Task directions =
When you reach the line containing "Each instance receives exactly one keypoint. Mark the carhartt", begin copying exactly, and keep going through the last line of the records below, copying nothing before it.

[Data to use]

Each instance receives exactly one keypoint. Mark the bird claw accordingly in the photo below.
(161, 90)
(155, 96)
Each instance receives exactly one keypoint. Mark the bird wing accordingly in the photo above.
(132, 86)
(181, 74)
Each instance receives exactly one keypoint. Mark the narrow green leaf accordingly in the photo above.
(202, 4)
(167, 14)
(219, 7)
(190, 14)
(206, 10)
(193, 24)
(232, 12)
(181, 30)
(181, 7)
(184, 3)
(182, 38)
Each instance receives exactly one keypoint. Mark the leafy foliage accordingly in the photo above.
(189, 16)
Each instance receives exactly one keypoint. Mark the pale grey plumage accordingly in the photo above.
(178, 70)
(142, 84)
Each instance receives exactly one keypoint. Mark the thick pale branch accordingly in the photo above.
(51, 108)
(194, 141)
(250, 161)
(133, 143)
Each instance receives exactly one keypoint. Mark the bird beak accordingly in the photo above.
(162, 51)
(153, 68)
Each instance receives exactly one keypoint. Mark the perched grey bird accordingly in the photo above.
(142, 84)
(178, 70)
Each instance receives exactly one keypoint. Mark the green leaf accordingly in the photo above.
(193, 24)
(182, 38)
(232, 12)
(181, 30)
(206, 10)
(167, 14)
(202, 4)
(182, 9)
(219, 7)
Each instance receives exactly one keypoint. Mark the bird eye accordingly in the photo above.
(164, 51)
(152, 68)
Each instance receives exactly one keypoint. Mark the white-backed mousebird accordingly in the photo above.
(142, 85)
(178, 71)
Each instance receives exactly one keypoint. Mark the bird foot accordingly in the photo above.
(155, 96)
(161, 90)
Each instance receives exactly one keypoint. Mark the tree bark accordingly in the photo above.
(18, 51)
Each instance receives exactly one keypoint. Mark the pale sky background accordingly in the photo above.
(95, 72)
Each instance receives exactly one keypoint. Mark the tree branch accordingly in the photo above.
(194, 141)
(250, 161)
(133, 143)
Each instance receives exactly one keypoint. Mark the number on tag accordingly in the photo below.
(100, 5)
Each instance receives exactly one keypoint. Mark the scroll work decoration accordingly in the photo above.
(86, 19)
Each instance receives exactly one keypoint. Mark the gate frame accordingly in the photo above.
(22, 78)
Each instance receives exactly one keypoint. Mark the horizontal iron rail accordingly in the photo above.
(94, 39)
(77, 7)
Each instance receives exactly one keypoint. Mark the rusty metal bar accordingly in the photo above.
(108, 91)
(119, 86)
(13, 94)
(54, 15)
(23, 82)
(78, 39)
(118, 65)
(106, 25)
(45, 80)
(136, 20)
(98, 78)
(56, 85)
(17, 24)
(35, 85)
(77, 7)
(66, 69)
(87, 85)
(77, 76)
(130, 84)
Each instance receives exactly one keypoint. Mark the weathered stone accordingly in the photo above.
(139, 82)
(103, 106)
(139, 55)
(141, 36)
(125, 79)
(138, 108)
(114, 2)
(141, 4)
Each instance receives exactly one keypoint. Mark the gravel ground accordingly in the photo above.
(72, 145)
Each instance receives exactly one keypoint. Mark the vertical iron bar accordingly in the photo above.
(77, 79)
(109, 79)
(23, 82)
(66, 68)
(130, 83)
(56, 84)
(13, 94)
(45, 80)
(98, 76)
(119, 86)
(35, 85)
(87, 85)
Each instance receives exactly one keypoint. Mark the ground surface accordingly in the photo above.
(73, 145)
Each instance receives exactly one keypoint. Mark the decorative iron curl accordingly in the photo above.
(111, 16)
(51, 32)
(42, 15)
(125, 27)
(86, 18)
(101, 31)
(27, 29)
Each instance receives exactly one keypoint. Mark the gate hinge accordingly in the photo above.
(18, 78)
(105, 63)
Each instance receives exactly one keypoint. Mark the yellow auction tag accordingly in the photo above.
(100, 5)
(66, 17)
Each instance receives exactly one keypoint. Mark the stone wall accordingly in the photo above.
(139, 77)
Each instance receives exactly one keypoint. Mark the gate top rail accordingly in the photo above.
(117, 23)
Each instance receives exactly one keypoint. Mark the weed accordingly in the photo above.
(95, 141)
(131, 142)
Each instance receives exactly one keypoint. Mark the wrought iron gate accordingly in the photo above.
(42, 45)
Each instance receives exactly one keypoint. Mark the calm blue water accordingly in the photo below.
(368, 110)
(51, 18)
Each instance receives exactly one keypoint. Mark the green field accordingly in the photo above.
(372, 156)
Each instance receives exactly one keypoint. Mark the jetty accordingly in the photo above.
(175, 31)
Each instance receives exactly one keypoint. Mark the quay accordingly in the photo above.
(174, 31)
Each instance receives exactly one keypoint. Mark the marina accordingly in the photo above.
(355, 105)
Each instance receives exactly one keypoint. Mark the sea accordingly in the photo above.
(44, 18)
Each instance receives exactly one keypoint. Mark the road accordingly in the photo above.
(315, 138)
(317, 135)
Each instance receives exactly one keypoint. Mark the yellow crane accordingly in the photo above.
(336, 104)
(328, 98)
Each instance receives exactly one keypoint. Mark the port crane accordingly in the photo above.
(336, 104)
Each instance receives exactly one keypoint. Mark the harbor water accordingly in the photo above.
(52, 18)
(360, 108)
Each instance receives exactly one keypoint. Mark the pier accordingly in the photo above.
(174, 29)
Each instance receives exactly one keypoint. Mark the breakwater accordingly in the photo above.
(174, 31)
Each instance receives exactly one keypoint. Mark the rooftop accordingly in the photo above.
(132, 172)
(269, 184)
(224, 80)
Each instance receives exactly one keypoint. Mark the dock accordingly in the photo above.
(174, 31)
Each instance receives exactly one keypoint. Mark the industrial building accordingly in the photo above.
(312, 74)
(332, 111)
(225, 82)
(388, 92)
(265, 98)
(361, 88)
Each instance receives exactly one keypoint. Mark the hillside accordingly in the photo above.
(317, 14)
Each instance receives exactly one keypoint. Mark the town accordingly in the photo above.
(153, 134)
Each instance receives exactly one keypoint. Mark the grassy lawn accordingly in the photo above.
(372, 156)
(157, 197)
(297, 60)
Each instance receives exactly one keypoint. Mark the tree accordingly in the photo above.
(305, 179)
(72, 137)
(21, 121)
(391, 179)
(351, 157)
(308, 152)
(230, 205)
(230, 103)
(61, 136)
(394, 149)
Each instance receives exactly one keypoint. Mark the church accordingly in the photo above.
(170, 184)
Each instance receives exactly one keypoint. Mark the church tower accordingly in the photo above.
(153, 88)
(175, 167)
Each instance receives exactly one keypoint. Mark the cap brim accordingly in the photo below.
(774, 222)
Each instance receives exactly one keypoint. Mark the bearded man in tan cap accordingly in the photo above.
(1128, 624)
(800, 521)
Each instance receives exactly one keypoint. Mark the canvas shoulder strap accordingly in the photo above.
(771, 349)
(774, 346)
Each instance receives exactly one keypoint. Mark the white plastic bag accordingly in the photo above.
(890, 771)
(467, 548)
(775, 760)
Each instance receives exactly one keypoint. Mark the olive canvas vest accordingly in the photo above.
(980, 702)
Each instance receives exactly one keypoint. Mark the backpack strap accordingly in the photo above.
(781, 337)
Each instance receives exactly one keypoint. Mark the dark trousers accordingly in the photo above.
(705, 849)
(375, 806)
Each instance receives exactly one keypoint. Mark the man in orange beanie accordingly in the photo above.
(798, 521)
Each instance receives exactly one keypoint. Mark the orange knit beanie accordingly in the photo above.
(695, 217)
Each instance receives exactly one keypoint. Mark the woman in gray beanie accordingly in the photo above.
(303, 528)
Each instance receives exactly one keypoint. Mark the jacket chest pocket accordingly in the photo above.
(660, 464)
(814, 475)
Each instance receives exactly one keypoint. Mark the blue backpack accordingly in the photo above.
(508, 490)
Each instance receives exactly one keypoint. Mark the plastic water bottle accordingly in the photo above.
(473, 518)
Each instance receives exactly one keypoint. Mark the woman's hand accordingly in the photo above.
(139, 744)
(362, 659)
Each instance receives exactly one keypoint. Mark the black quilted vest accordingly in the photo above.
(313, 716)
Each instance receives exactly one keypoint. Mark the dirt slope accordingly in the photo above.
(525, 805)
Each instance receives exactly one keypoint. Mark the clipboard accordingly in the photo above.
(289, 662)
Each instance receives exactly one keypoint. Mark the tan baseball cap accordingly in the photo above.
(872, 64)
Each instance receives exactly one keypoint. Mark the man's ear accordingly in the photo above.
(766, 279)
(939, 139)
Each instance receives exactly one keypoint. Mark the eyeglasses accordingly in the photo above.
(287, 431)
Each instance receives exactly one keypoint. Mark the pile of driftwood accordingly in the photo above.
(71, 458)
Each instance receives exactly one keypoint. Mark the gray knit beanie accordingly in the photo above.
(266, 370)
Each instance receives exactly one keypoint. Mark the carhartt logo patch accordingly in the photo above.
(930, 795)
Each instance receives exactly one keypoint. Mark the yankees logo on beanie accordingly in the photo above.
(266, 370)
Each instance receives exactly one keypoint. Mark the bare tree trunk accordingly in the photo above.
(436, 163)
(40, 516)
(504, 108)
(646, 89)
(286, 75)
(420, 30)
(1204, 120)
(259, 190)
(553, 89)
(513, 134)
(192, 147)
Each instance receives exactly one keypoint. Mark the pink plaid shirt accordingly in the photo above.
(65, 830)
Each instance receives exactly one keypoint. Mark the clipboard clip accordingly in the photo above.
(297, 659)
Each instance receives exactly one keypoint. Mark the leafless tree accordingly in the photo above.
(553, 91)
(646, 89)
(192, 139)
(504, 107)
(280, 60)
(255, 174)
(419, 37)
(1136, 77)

[/Data to use]

Result for this task =
Each instance receives exactly one keypoint. Mark the carhartt logo patch accordingly in the photo above.
(930, 795)
Each instance receives exactly one keypoint. Mark the yankees logo on beanie accordingly in the photo above.
(266, 370)
Each instance receives exactly one keypoint. Mark the bare tree trunk accordingly in the photo above.
(436, 163)
(40, 516)
(504, 108)
(646, 89)
(286, 75)
(420, 30)
(1204, 120)
(259, 190)
(553, 89)
(513, 134)
(192, 147)
Each instance receives exactly one keypoint. Mark the pink plaid shirt accordingly in the photo above.
(65, 830)
Each instance receives exactly one keypoint. Mark the clipboard clip accordingly in the photo above.
(297, 659)
Each instance receives exactly one keypoint. Mark the leafless tree accordingly in the photo above.
(553, 91)
(646, 89)
(192, 139)
(504, 107)
(280, 60)
(255, 174)
(419, 37)
(1136, 77)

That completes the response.